• Excerpted data
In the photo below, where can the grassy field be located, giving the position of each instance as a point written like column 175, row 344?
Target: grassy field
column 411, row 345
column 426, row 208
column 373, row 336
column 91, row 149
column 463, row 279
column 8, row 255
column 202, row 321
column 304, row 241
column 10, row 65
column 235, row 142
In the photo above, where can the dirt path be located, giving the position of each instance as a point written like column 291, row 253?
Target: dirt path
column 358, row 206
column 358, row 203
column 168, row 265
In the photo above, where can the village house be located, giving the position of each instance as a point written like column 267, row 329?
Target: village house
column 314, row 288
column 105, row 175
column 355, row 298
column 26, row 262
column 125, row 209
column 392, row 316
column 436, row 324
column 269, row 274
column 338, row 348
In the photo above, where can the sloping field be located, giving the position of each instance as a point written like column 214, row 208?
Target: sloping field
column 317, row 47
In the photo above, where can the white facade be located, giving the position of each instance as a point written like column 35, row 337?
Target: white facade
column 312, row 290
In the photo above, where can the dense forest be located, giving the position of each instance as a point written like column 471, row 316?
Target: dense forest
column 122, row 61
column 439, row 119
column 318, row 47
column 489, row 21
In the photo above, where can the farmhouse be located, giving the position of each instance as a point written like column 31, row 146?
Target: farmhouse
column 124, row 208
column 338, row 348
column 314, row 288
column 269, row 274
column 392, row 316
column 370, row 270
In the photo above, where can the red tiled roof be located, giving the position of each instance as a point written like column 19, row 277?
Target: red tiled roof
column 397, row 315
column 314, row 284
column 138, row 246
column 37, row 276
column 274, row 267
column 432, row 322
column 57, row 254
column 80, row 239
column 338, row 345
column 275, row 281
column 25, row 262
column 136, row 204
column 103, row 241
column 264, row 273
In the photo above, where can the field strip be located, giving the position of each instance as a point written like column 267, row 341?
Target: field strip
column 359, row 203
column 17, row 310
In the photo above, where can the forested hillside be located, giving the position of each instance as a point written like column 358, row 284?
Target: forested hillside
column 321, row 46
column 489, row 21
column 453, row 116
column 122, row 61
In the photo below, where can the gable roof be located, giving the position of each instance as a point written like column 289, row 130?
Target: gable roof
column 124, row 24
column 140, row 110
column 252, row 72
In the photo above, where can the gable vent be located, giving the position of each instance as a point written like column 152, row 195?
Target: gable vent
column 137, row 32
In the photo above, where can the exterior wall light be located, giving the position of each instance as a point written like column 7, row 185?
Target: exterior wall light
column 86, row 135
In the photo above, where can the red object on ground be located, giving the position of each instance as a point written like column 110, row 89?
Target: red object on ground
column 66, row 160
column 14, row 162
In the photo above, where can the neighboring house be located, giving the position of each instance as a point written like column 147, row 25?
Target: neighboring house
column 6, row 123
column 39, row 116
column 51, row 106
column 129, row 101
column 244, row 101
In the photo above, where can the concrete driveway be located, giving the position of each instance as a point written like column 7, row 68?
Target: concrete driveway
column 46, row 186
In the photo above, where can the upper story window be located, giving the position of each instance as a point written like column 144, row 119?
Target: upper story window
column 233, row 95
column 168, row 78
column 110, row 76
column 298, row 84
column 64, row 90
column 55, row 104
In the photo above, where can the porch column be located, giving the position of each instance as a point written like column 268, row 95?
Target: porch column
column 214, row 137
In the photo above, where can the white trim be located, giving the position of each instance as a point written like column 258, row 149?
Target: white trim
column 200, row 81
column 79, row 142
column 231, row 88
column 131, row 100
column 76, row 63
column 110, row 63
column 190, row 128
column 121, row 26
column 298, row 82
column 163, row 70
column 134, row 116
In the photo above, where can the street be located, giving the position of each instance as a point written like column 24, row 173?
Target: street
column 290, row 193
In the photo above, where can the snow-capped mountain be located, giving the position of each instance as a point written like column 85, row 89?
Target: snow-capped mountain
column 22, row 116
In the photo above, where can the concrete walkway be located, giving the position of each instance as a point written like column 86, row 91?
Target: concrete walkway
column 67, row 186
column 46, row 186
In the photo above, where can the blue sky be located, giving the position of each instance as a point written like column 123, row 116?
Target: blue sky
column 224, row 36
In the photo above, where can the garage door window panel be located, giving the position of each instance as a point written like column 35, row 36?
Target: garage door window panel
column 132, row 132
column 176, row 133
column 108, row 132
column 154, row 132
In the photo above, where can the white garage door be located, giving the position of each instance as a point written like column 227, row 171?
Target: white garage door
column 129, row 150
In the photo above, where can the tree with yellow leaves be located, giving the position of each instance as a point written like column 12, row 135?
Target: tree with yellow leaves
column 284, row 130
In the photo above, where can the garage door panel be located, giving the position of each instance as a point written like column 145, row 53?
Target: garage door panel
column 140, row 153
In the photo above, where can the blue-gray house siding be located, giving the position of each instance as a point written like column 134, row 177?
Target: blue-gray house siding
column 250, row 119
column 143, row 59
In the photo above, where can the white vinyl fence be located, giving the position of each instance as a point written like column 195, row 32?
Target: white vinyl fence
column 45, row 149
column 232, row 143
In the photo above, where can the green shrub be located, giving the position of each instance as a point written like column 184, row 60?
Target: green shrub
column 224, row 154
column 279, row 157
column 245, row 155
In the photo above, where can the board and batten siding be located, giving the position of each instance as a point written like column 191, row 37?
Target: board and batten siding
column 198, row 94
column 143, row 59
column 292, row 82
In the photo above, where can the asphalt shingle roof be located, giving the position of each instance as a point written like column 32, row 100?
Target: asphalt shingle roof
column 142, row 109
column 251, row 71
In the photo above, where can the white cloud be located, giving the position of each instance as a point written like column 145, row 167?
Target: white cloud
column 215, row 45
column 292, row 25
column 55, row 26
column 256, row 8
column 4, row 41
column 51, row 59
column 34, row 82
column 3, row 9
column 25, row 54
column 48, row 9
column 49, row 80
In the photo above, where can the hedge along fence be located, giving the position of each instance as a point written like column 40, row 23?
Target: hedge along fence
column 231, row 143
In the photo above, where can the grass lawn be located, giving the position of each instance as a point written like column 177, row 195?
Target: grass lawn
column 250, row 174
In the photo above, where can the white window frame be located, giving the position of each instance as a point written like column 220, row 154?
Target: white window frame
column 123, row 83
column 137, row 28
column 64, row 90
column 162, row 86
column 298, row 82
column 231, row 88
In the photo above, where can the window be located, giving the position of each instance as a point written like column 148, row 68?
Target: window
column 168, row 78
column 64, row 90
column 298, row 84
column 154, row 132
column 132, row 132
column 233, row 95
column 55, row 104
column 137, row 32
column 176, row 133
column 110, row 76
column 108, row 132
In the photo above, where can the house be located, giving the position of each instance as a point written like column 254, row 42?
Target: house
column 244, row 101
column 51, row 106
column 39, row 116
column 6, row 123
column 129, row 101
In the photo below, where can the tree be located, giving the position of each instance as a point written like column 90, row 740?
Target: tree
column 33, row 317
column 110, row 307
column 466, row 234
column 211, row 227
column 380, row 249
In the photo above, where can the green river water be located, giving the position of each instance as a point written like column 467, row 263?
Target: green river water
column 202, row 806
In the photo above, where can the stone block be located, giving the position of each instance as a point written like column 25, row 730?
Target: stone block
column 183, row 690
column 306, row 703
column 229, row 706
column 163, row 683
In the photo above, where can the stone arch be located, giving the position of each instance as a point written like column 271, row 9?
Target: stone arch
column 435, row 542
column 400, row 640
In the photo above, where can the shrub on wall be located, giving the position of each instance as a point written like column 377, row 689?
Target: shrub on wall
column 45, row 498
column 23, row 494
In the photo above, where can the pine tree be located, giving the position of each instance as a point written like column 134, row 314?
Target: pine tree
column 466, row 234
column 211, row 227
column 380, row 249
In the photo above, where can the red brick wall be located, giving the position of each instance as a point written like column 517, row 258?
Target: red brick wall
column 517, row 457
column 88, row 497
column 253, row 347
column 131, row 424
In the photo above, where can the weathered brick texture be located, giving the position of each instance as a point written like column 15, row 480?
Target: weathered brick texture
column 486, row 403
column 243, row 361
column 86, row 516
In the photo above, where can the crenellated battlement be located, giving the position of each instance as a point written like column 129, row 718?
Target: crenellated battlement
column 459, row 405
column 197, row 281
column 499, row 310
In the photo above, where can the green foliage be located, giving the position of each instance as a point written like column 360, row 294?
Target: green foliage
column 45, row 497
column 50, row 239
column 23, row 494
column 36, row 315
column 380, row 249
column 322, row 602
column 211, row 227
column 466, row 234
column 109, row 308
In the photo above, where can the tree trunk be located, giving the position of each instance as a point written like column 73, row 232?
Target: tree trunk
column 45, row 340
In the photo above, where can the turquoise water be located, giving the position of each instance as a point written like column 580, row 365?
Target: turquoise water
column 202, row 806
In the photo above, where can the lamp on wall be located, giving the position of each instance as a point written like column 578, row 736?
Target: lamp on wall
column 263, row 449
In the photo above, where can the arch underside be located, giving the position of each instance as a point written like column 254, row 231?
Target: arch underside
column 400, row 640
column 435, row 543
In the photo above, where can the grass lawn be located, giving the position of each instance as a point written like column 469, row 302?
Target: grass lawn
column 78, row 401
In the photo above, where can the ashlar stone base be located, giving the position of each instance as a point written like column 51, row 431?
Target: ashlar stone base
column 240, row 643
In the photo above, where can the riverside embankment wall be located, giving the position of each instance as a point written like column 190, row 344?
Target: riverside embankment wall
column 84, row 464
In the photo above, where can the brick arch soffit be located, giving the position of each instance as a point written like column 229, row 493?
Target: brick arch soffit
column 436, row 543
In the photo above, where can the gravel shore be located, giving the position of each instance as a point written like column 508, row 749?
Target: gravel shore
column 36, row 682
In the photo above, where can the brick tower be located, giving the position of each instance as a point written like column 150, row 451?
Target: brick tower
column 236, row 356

• Task objective
Please copy out everything in the material above, from the line containing "In the photo above, where can the blue-gray" down to the line containing "column 232, row 143", keeping both of those lines and changing nothing.

• Reply to the exercise
In the photo above, where can the blue-gray house siding be located, giving the position of each instance as a point written like column 134, row 177?
Target: blue-gray house siding
column 250, row 119
column 143, row 59
In the photo above, where can the white vinyl fence be located, giving the position of each instance as a point written like column 195, row 32?
Target: white vinyl fence
column 45, row 149
column 232, row 143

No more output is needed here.